§ Excerpt to read
### Ecological Diversity Statistics Assignment: TESC Carabidae

#### Biodiversity and Global Change, Longino and Chin-Leo, Fall 1998

I am posting two data sets. The first one is a condensed format dataset that we will use for this assignment. The complete dataset is described at the end of this document.

In the condensed format dataset, the sample unit is a transect-day. There are a total of 86 transect-days. In 1992 transects A-G were sampled once each week for the first 7 weeks of the quarter. In 1994 transects A-G were sampled one time during week 2 of the quarter. In 1998 transects A-H,J,K were sampled on three consecutive days during week 2 of the quarter.

Structure of the dataset: transects are columns, species are rows. The first column contains variable labels. Row 1 is the year. Row 2 is the time period. Row 3 is the transect. Rows 4-31 are the abundances of 28 species. See the bottom of this document for the table of species codes, and link to the TESC Biota pages where the species are described.

§ The task
Copy out the entire Carabidae assignment description word for word. The rows after this are separate material and are not part of the Carabidae assignment description.

§ Provided data
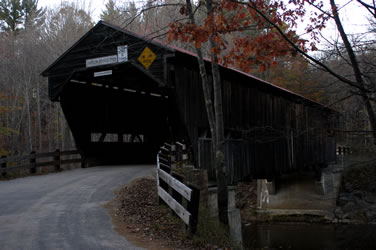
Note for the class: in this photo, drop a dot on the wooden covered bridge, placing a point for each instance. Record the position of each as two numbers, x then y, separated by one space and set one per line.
124 95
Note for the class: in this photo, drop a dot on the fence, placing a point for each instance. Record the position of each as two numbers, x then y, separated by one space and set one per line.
172 190
34 160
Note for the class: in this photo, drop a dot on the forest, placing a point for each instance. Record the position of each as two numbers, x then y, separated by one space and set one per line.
329 71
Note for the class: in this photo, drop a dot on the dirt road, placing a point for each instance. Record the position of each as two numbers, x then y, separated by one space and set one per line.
63 210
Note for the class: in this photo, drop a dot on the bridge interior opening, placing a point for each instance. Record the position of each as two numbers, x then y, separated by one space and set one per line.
122 117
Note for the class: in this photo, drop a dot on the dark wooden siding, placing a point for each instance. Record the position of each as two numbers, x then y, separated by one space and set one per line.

§ Exercise result
### Ecological Diversity Statistics Assignment: TESC Carabidae

#### Biodiversity and Global Change, Longino and Chin-Leo, Fall 1998

I am posting two data sets. The first one is a condensed format dataset that we will use for this assignment. The complete dataset is described at the end of this document.

In the condensed format dataset, the sample unit is a transect-day. There are a total of 86 transect-days. In 1992 transects A-G were sampled once each week for the first 7 weeks of the quarter. In 1994 transects A-G were sampled one time during week 2 of the quarter. In 1998 transects A-H,J,K were sampled on three consecutive days during week 2 of the quarter.

Structure of the dataset: transects are columns, species are rows. The first column contains variable labels. Row 1 is the year. Row 2 is the time period. Row 3 is the transect. Rows 4-31 are the abundances of 28 species. See the bottom of this document for the table of species codes, and link to the TESC Biota pages where the species are described.